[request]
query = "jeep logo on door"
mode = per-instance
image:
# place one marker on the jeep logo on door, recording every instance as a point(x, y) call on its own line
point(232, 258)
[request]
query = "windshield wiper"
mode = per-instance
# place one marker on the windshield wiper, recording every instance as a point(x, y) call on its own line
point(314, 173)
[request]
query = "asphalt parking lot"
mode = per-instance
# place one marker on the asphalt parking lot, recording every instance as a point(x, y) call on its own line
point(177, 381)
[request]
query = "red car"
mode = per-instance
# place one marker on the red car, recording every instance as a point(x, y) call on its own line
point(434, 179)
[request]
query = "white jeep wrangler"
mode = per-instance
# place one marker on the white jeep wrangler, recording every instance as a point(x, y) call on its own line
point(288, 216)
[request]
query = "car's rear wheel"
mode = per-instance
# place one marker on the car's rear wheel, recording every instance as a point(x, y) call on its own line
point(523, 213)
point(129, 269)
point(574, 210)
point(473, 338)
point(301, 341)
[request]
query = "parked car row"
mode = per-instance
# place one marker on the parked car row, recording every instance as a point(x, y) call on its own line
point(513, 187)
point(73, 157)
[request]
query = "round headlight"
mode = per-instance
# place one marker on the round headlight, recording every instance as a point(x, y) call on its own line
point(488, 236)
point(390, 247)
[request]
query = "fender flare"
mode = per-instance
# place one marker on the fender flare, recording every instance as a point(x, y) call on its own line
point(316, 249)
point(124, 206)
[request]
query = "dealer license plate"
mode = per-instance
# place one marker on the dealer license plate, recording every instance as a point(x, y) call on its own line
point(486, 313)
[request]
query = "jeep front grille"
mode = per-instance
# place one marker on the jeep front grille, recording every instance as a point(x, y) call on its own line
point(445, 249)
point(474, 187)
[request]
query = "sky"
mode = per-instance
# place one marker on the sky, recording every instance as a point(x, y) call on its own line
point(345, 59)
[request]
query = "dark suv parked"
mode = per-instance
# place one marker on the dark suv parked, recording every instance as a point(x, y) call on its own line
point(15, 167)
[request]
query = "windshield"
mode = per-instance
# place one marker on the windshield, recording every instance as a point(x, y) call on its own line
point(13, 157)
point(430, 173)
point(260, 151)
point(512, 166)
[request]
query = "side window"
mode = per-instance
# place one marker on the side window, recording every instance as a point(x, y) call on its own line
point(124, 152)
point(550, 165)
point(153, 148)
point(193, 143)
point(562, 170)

•••••

**Task directions:**
Using the listing above, print every entry verbatim.

**The answer:**
[request]
query = "jeep logo on door"
mode = per-instance
image:
# place one marker on the jeep logo on door, recording every instance as a point(x, y) call on its own line
point(232, 258)
[request]
query = "windshield wiper"
mode = per-instance
# place one marker on the windshield wiper, recording every instance as a point(x, y) call on its own line
point(314, 173)
[request]
query = "asphalt parking lot"
mode = per-instance
# place one marker on the asphalt parking lot, recording every instance as a point(x, y) call on its own line
point(177, 381)
[request]
query = "red car"
mode = per-instance
# place one marker on the red car, recording every instance as a point(x, y) call on its own line
point(434, 179)
[request]
query = "white jeep wrangler"
mode = per-instance
# place one marker on the white jeep wrangler, recording every instance as a point(x, y) call on its own line
point(288, 216)
[request]
query = "car's rear wheel"
mode = per-instance
# place one marker on the car's rear wheel, recording every instance as a point(x, y) call on its own line
point(523, 213)
point(129, 269)
point(574, 210)
point(473, 338)
point(301, 341)
[request]
query = "parked car row"
mode = per-instance
# place one marker on the parked car row, recording every instance as a point(x, y) call on its own line
point(513, 187)
point(73, 157)
[request]
query = "round headlight"
mode = per-instance
# place one marker on the round headlight, recording every instance as a point(x, y) call on its own line
point(488, 236)
point(390, 247)
[request]
query = "fender flare"
mode = per-instance
# place one marker on the fender flare, recording every instance as a point(x, y) call on its own line
point(316, 249)
point(124, 206)
[request]
query = "dealer license plate"
mode = per-instance
# place one marker on the dealer license plate, recording every instance as a point(x, y) call on its own line
point(486, 313)
[request]
query = "jeep front grille"
mode = per-instance
# place one marker on the jeep front grille, recording every instance as a point(x, y) call on its own line
point(445, 249)
point(474, 187)
[request]
query = "sky"
mode = per-instance
# place one marker on the sky, recording every instance as a point(x, y) call on its own line
point(345, 59)
[request]
query = "dark suv parked"
mode = per-instance
# place one marker on the dark suv parked, recording every instance as a point(x, y) call on its own line
point(15, 167)
[request]
query = "windshield"
mode = per-instance
# place one marker on the windshield, recording every instance as a point(x, y) call on its own line
point(13, 157)
point(430, 173)
point(260, 151)
point(512, 166)
[request]
query = "side window"
mode = per-instance
# place one marker on the side window, recording every instance as a point(x, y) call on its own line
point(124, 152)
point(550, 165)
point(153, 148)
point(193, 143)
point(562, 170)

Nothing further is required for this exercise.